Of those 20, I think 18 will be network agnostic and not want to run a network. I think there'll
be two additional people who will want to run a network. Obviously, Tesla, and that potentially Waymo
and Zooks. So of Waymo and Zooks, I predict one will do it, one will just provide it. And Waymo is
probably going to just provide their driver to Toyota, like they have that deal and many other deals,
and they're just going to say, you can use the Waymo app, or you can use Lyft, or you can use Uber.
And then it's just going to be, we're going to have a discussion about, you know, Uber, Lyft,
Robotaxy for Tesla, you know, which network has the lowest time, the lowest price,
and it'll just be a vibrant competition.
So what this means is, and $2 to $3 per mile will go down to $0.50 to $0.50 to $1.
And then what's going to happen is consumption is going to change.
Right now, most people with a use car, I think spend about $0.50 a mile.
If you have a new car or a fancier car, you might spend $0.50 a mile on your car with depreciation.
tires, gas, et cetera, maintenance, and the wear and tear you put on the car, put all that together.
I think the number of rides is going to dramatically increase because as price goes down, it will
induce people to use the product more. And in addition to that, I think car ownership,
because these things are coming so fast and furious, is going to go away. Therefore, I think
we're going to have 50% of rides be done by ride sharing, which means if Lyft, Uber,
Robotaxy Zooks and Waymo become the six competitors in every market, you're going to need
50 million cars produced for every year, for the next 10 years. We're going to need to get about
500 million of these robo taxis on the road. 500 million would be like the supply of all cars
produced every year being self-driving cars. That's a big task because some people will still
buy cars. Obviously, they'll want to own them. It's going to be impossible in 10 years to buy a car
without self-driving. It's just like it's really hard to buy one without airbags, unless it's like a
specialty car you're in like, I don't know, some frontier market. So what this basically means is
these networks are going to go from one to 50% of all rides. It's going to be one of the greatest
categories of investment or wealth creation ever. I think the wealth creation up to this point in
ride-chairing is going to be not as big as the next phase because this whole phase that I watched
Uber go through was to 1%. It's going to go from 1 to 50% in somewhere between 10 and 20 years.

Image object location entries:
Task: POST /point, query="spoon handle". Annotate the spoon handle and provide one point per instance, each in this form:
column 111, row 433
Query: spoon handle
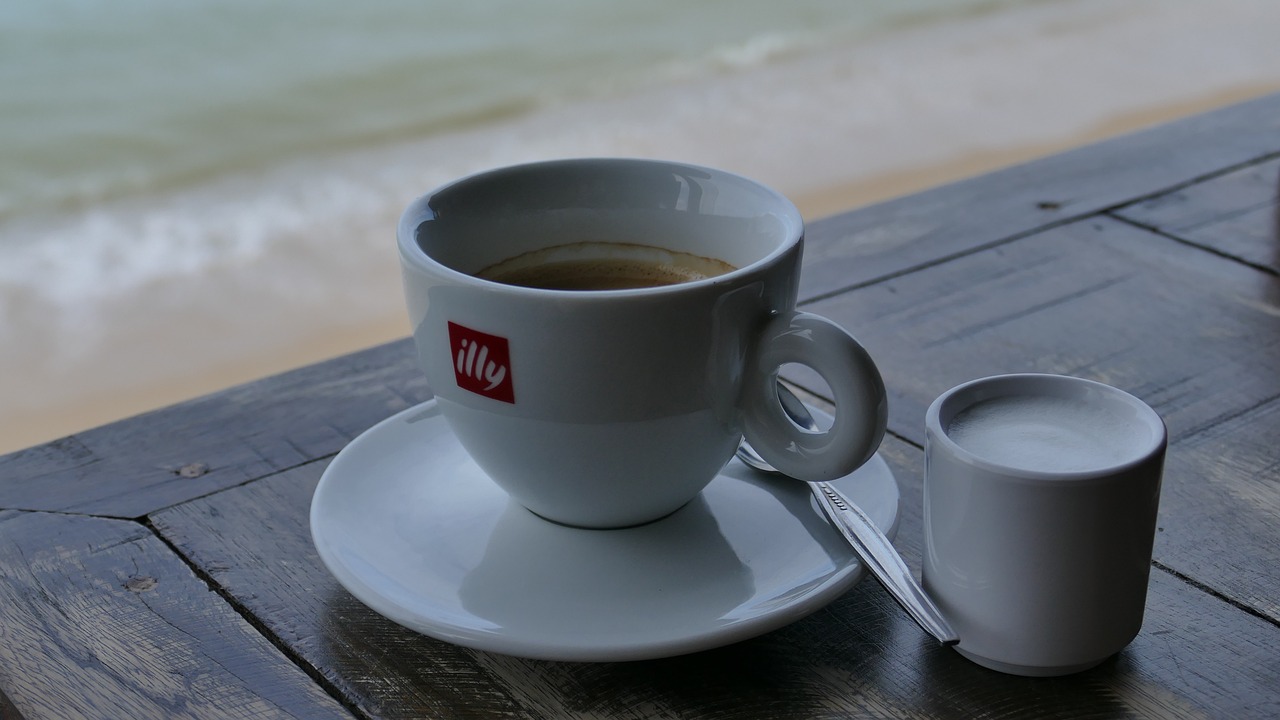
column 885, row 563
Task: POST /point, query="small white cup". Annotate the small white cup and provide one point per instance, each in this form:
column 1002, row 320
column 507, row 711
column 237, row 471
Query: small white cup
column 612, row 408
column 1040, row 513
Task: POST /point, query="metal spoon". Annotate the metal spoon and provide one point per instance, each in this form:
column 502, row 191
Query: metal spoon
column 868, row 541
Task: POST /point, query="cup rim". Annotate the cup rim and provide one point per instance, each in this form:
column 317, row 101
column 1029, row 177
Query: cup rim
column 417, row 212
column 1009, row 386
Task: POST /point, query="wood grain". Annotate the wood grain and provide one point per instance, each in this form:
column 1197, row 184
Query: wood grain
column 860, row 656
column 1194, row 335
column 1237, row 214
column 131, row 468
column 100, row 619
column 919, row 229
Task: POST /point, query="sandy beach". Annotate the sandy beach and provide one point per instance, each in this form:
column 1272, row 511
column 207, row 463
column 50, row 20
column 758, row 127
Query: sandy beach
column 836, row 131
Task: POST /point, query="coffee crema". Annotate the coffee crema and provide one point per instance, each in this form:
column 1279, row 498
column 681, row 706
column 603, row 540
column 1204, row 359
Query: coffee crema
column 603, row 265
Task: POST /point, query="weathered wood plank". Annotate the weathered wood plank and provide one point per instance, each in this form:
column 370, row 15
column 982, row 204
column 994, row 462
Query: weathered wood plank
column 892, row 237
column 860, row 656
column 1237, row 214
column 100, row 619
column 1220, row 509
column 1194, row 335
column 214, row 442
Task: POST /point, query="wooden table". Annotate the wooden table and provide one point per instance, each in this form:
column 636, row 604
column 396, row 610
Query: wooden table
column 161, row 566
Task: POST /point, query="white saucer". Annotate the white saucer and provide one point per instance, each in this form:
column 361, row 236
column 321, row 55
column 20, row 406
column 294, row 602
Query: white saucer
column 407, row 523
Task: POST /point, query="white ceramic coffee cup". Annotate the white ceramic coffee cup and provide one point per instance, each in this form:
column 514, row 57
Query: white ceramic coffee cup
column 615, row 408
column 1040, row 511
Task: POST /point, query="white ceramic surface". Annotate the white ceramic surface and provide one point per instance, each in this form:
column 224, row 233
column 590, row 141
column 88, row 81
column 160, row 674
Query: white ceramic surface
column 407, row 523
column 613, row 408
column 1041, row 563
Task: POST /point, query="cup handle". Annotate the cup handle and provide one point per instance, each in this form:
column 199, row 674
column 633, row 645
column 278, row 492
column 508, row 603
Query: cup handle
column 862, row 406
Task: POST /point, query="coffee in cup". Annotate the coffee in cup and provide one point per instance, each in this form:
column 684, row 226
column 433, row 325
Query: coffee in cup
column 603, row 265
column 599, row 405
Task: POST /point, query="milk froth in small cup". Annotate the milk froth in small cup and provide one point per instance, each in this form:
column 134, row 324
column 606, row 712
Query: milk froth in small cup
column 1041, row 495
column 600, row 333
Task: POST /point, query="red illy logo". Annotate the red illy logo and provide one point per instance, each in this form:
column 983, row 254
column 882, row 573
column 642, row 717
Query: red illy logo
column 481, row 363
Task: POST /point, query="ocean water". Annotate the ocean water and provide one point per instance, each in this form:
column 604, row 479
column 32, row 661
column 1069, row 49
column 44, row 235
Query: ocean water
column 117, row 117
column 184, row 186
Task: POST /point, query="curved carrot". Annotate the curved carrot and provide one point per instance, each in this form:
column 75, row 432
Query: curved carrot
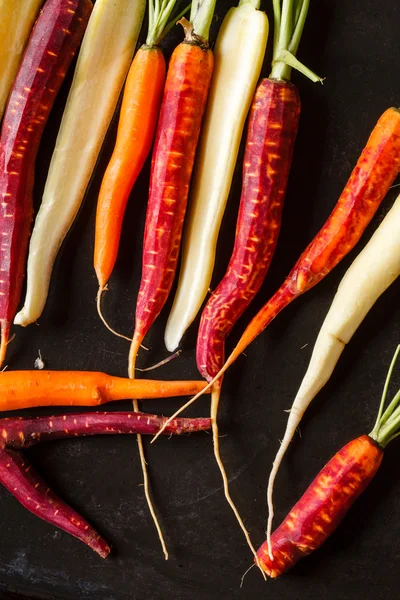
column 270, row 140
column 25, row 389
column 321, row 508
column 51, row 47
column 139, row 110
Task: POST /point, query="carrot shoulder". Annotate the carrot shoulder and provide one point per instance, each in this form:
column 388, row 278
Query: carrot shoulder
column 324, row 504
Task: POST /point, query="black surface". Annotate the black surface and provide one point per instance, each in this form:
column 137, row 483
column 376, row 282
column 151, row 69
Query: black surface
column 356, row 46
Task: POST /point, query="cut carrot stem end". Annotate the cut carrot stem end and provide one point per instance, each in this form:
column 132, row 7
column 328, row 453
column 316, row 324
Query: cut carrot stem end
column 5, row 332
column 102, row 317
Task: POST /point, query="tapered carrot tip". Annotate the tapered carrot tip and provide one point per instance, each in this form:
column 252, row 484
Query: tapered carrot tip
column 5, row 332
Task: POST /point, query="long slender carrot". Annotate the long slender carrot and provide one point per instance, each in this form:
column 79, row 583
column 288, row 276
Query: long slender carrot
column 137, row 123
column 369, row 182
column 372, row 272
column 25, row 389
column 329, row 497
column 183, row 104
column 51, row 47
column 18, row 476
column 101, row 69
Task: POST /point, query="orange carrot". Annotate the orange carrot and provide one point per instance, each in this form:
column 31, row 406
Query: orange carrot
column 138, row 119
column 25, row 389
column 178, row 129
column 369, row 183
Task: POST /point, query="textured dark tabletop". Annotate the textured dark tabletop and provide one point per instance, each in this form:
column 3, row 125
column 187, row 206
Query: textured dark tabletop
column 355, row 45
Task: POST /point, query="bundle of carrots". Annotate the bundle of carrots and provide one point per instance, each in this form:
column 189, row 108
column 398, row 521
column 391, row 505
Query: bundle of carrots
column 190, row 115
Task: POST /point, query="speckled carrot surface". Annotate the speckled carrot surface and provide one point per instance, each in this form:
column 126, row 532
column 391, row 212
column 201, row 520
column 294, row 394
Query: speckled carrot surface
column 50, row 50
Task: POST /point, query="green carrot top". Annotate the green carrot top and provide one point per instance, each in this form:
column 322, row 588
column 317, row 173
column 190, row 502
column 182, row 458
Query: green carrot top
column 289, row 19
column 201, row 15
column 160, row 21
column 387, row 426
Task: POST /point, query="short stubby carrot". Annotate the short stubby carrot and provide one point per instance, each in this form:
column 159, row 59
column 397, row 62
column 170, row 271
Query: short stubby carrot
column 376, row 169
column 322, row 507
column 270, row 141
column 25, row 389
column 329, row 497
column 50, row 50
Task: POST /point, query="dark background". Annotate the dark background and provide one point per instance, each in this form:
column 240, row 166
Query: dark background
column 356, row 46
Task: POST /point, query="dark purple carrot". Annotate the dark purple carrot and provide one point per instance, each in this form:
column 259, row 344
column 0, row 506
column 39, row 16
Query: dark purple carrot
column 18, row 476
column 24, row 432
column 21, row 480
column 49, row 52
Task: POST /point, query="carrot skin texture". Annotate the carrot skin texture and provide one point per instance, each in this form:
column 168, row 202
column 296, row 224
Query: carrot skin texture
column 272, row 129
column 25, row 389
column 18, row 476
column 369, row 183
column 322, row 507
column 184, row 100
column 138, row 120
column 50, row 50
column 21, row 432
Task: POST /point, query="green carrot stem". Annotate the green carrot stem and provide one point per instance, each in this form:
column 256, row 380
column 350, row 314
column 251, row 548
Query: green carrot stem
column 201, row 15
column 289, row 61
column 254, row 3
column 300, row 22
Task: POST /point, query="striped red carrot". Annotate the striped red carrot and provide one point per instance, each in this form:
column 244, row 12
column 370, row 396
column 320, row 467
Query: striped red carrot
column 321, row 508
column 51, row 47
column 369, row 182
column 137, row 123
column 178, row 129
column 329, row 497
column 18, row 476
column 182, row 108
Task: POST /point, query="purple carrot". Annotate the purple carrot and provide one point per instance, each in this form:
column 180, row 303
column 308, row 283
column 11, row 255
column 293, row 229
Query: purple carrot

WRITTEN TASK:
Answer these questions using the robotaxi excerpt.
1. Of the 20, how many does the speaker think will be network agnostic?
2. About how many robotaxis does the speaker say will need to get on the road?
3. Over what span of years does the speaker expect ride sharing to go from 1 to 50% of rides?

OUTPUT:
1. 18
2. About 500 million
3. Somewhere between 10 and 20 years